● **YOUR INSTRUCTIONS**
Return every line of the listing below word for word, with nothing changed.

● **STORED DATA**
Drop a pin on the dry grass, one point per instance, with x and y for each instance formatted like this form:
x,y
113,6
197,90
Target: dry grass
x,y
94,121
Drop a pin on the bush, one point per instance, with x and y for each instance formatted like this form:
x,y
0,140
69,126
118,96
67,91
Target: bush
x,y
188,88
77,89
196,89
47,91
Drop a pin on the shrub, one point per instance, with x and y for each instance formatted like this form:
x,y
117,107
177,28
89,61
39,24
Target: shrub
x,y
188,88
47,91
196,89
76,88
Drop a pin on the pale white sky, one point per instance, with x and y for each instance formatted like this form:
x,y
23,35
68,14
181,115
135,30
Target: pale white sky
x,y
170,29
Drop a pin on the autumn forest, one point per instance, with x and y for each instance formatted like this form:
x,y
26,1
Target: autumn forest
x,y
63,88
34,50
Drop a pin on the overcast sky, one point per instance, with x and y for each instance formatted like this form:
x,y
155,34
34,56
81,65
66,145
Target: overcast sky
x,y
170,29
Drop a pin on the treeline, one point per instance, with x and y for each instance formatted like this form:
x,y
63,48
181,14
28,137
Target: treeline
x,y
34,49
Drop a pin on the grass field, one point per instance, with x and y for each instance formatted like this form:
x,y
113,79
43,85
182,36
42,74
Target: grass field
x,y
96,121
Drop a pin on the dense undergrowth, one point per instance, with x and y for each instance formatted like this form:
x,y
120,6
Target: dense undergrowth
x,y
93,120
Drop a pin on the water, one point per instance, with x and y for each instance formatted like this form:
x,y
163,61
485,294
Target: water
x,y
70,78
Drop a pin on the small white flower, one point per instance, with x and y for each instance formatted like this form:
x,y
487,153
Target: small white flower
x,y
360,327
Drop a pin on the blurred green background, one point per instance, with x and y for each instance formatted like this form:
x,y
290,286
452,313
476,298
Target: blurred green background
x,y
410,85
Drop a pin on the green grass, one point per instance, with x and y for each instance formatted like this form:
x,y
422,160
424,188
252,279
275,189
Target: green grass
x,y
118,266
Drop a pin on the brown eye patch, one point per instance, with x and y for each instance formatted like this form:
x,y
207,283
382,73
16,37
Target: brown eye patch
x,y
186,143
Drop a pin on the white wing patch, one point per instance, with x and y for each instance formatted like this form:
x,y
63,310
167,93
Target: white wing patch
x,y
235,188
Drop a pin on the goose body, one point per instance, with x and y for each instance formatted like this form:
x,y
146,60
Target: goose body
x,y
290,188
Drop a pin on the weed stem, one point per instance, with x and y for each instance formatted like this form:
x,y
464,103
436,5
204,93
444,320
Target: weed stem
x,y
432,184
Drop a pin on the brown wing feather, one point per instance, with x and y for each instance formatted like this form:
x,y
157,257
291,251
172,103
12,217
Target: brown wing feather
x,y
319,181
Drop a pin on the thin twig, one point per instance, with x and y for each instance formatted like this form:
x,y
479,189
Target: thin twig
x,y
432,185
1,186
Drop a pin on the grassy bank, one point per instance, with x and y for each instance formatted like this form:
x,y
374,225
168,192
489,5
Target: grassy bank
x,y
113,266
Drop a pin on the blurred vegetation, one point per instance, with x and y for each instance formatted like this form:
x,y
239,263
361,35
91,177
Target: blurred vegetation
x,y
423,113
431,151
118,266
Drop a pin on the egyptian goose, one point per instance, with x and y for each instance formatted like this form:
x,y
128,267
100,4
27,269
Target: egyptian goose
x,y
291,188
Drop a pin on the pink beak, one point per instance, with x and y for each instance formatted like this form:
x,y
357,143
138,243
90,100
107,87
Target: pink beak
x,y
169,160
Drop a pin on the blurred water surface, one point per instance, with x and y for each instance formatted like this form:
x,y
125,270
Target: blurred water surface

● **OUTPUT OF THE TASK**
Drop a pin on the dry grass, one point per instance, with x and y for each instance formatted like this form:
x,y
113,6
197,90
Target: dry grass
x,y
94,121
Drop a pin on the bush, one point per instance, with x and y for each instance formatted like this form:
x,y
0,140
69,126
118,96
67,91
Target: bush
x,y
188,88
77,89
196,89
47,91
Drop a pin on the shrub, one point per instance, with x and y for each instance formatted like this form:
x,y
117,107
177,28
89,61
39,24
Target: shrub
x,y
188,88
47,91
196,89
76,88
Drop a pin on the pale white sky, one point per instance, with x and y for each instance formatted like this form:
x,y
23,35
68,14
181,115
135,30
Target: pale white sky
x,y
170,29
Drop a pin on the autumn forest, one point per instance, with x and y for each instance formatted like this form:
x,y
26,1
Target: autumn forest
x,y
63,88
34,50
Drop a pin on the overcast sky, one point per instance, with x and y for each instance formatted like this form:
x,y
155,34
34,56
81,65
66,145
Target: overcast sky
x,y
170,29
Drop a pin on the treeline, one point per instance, with x and y for each instance formatted like this form:
x,y
63,48
181,14
28,137
Target: treeline
x,y
34,49
Drop a pin on the grass field, one point per instance, with x and y for each instance formatted like this form:
x,y
113,79
43,85
182,36
42,74
Target: grass field
x,y
96,121
Drop a pin on the dense undergrowth, one point per instance, with x and y for each instance formatted like this form:
x,y
120,6
Target: dense undergrowth
x,y
93,120
Drop a pin on the water, one point per instance, with x and y for each instance formatted like this form:
x,y
163,61
485,294
Target: water
x,y
70,78
Drop a pin on the small white flower, one point per instance, with x and y for each instance formatted like this form:
x,y
487,153
Target: small white flower
x,y
360,327
Drop a pin on the blurred green background, one point per instance, with x and y for each instance formatted like this form:
x,y
290,286
452,313
476,298
Target: blurred green background
x,y
410,85
Drop a pin on the green grass, one point per instance, with x and y for each instance formatted like this form:
x,y
422,160
424,188
252,279
275,189
Target: green grass
x,y
118,266
Drop a pin on the brown eye patch, one point per instance, with x and y for each instance formatted like this form:
x,y
207,283
382,73
16,37
Target: brown eye patch
x,y
186,143
Drop a pin on the white wing patch, one point per instance, with x and y for each instance formatted like this form:
x,y
63,310
167,93
Target: white wing patch
x,y
235,188
Drop a pin on the goose body, one point per instance, with x and y for each instance formatted like this form:
x,y
146,60
Target: goose body
x,y
290,188
Drop a pin on the weed stem, one point per instance, with x and y for each instance formatted like this form:
x,y
464,103
436,5
204,93
444,320
Target: weed stem
x,y
432,184
Drop a pin on the brown wing feather, one point per instance, with x and y for each instance formatted like this form:
x,y
157,257
291,251
172,103
12,217
Target: brown wing feather
x,y
319,181
Drop a pin on the thin twig, one point per instance, with x and y for each instance formatted like this form:
x,y
479,189
Target: thin twig
x,y
432,185
1,186
Drop a pin on the grassy bank, one point per instance, with x and y for each instance formatted like this form:
x,y
374,225
168,192
489,5
Target: grassy bank
x,y
113,266
Drop a pin on the blurred vegetation, one point per instance, with x and y for each instance formatted like this form:
x,y
239,263
361,35
91,177
Target: blurred vegetation
x,y
423,113
431,151
118,266
Drop a pin on the egyptian goose, one point per instance, with x and y for each instance formatted like this form:
x,y
128,267
100,4
27,269
Target: egyptian goose
x,y
291,188
Drop a pin on the pink beak, one point per instance, with x and y for each instance formatted like this form:
x,y
357,143
138,243
90,100
107,87
Target: pink beak
x,y
169,160
Drop a pin on the blurred water surface, one point per instance, with x and y for each instance formatted like this form:
x,y
125,270
Target: blurred water surface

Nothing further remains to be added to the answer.